__DOCUMENT EXCERPT__:

To clarify - you'll never get told of an update if you don't have the pref 
on. The pref guides how often we check, whether we download before 
notifying, etc. But if you have the pref on, I was thinking of:

- for updates with no problem - notify the user with the usual popup and 
status bar affordance
- for updates with a failed plan - the status bar affordance has a red X, 
the popup is worded differently (the trick is the wording, a way to inform 
without scaring, and to make sure the user knows that clicking the popup 
just lets them browse the updates, nothing bad will happen automatically).

Either case, clicking on the popup gets you the update dialog, and in the 
second case it has an error condition (bad as a general rule, but more 
informative than not telling them).

Are you suggesting that you'd rather see the update icon/red X without the 
popup in the second case? Interesting....

__Stored data__:

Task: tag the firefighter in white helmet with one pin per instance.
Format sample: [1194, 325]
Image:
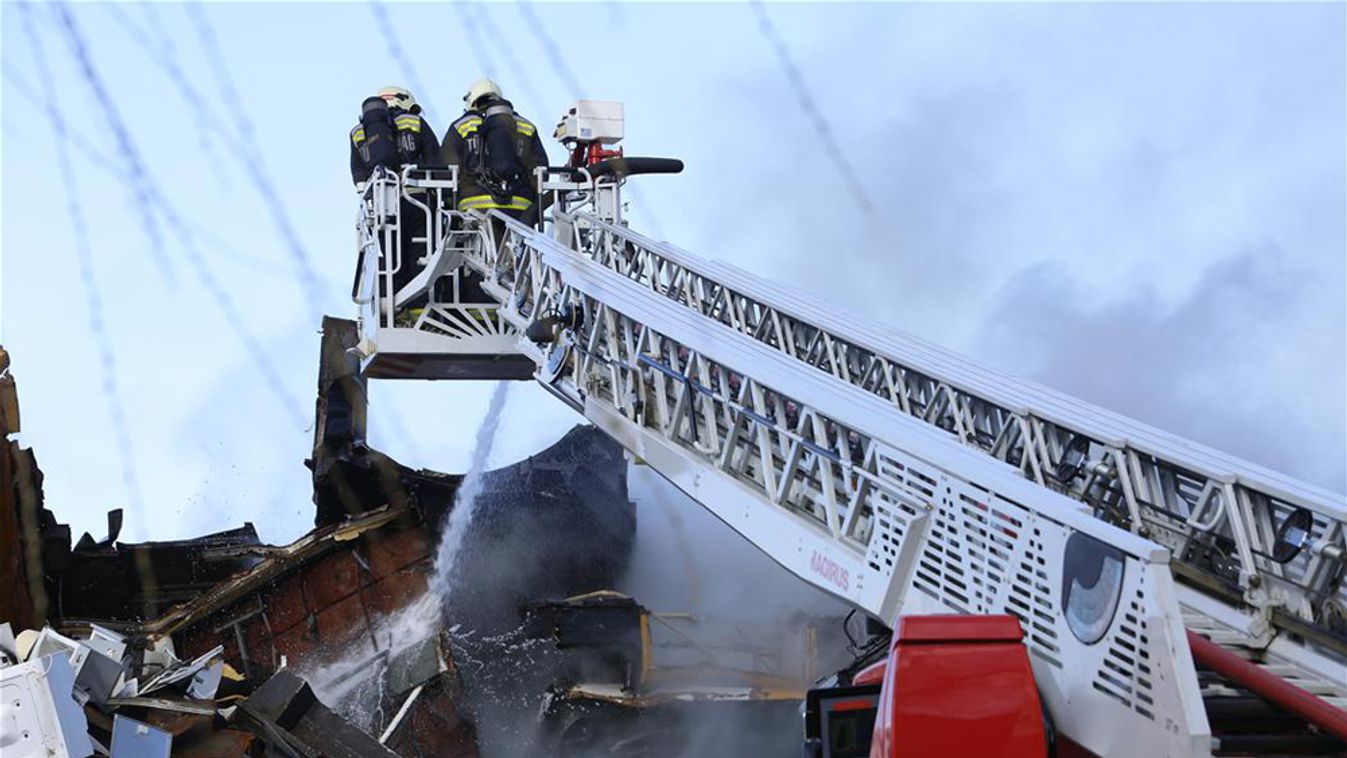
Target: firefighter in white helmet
[496, 151]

__EXERCISE__:
Repeat verbatim the portion of the update-notification discussion that starts with "To clarify - you'll" and continues through "will happen automatically).".

__THE REPLY__:
To clarify - you'll never get told of an update if you don't have the pref 
on. The pref guides how often we check, whether we download before 
notifying, etc. But if you have the pref on, I was thinking of:

- for updates with no problem - notify the user with the usual popup and 
status bar affordance
- for updates with a failed plan - the status bar affordance has a red X, 
the popup is worded differently (the trick is the wording, a way to inform 
without scaring, and to make sure the user knows that clicking the popup 
just lets them browse the updates, nothing bad will happen automatically).